Text under study>
■ ■ ■ ■ ■
Here, we systematically investigated striatal adult neurogenesis in pigeons (Columba livia f.d.), mice (Mus musculus), macaques (Macaca fascicularis), and in an exemplary, individual human (Homo sapiens) brain. To achieve this, we first provide a quantitative analysis of neuronal precursor cells and immature neurons with the neurogenic marker DCX, adult‐born matured neurons with the combination of BrdU and NeuN, and adult‐born glia with the combination of BrdU and GFAP in the main striatal subregions of pigeons and mice. Second, the proliferative potential of cells in the SVZ proximal to the caudate nucleus of macaques and human were analyzed in terms of the cellular architecture and the presence of the neuronal/glial precursor and proliferative markers Sox2, GFAP and Ki‐67, DCX, Dlx‐2, NeuN, and Calretinin in the SVZ and close neighborhood. The overall goal for each analysis was to gain a deeper understanding of differences and similarities between species to encourage the use of different species to study adult striatal neurogenesis in the future.
■ ■ ■ ■ ■
The problem>
Please continue the passage on adult striatal neurogenesis in pigeons, mice, macaques and a human brain, picking up after its final sentence.

Collected material>
■ ■ ■ ■ ■
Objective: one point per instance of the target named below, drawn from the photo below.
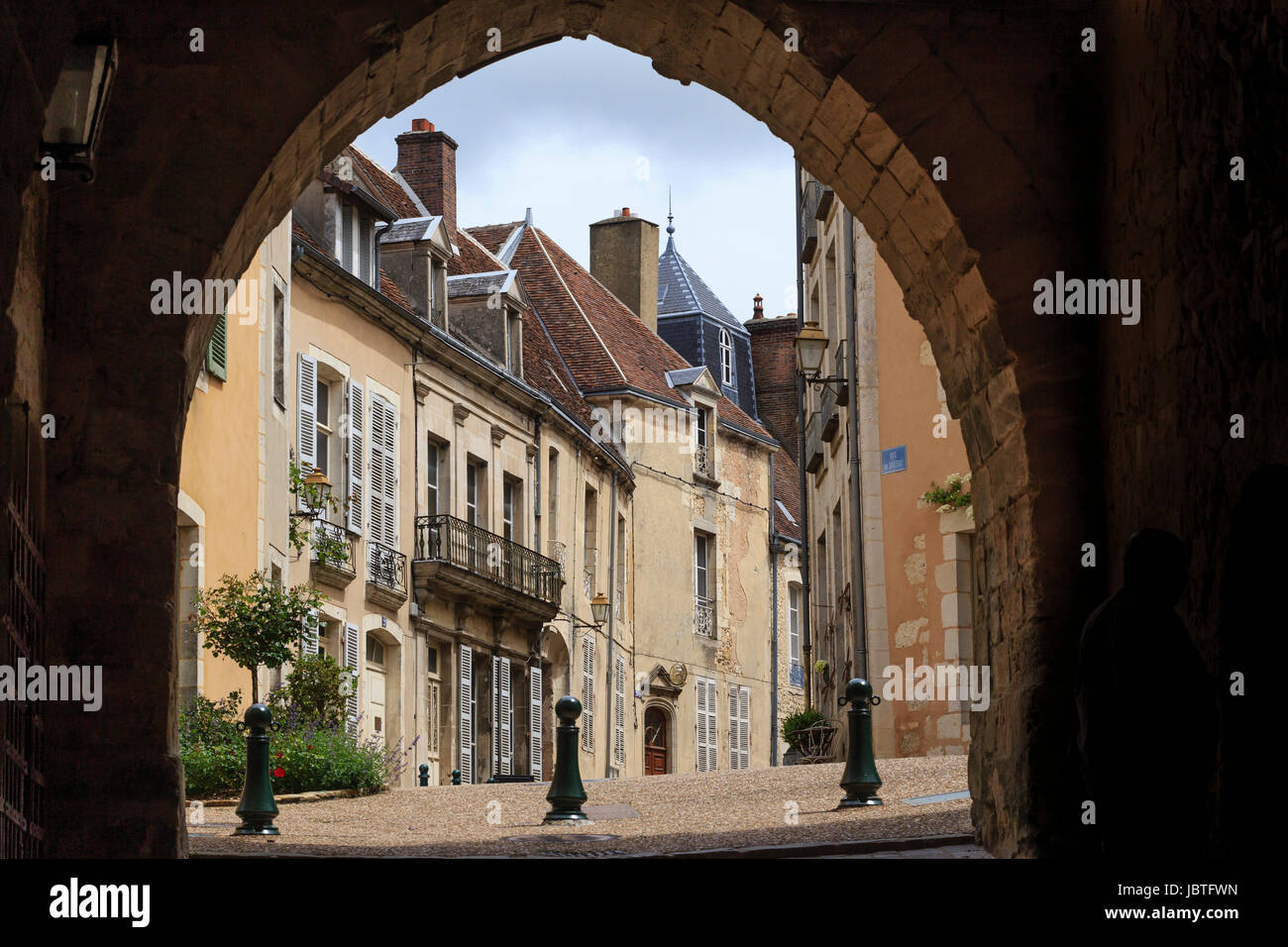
■ ■ ■ ■ ■
Exercise result>
Material and Methods
2
Subjects
2.1
Pigeons and Mice
2.1.1
Nine adult Homing pigeons (Columba livia f.d, four females, five male) and seven adult mice (Mus musculus, C57BL/6, all male) were used for this study. The pigeons were kept in an open‐air laboratory of the Heinrich Heine University and had the opportunity to leave the loft and fly freely. They had ad libitum access to food and water as well as grit and minerals. The mice were kept in the animal housing facilities of the University Hospital Düsseldorf (ZETT). They were housed conventionally under SPF conditions in two groups of five mice in Makrolon type III cages (37 × 22 × 15 cm). Mice were kept in an enriched environment (EE) with toys, nest‐building material and a running wheel. The EE changed weekly. The light–dark rhythm was 12 h. Food and water were available ad libitum in this housing system.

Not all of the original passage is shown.